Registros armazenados
===============
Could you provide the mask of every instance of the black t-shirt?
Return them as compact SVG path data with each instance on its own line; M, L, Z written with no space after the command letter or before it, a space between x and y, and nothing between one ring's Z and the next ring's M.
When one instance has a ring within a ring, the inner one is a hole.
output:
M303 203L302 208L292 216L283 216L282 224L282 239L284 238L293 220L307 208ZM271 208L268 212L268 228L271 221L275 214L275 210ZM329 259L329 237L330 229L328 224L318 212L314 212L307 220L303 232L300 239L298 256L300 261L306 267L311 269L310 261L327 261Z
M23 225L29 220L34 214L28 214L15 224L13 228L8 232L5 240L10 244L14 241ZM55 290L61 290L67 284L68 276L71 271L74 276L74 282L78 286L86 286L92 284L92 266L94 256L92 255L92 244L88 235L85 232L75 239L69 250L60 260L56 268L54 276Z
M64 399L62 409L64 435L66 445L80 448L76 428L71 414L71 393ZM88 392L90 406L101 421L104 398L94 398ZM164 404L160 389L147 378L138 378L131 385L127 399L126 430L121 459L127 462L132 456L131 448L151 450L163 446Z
===============
### Instruções da tarefa
Troque "black t-shirt" por "white t-shirt" nos registros, do início até a linha que contém "M23 225L29 220L34", inclusive, e reproduza apenas esse trecho com todo o resto inalterado.

### Resposta esperada
Could you provide the mask of every instance of the white t-shirt?
Return them as compact SVG path data with each instance on its own line; M, L, Z written with no space after the command letter or before it, a space between x and y, and nothing between one ring's Z and the next ring's M.
When one instance has a ring within a ring, the inner one is a hole.
output:
M303 203L302 208L292 216L283 216L282 224L282 239L284 238L293 220L307 208ZM271 208L268 212L268 228L271 221L275 214L275 210ZM329 259L329 237L330 229L328 224L318 212L314 212L307 220L303 232L300 239L298 256L300 261L306 267L311 269L310 261L327 261Z
M23 225L29 220L34 214L28 214L15 224L13 228L8 232L5 240L10 244L14 241ZM55 290L61 290L67 284L68 276L71 271L74 276L74 282L78 286L86 286L92 284L92 266L94 256L92 255L92 244L88 235L85 232L75 239L69 250L60 260L56 268L54 276Z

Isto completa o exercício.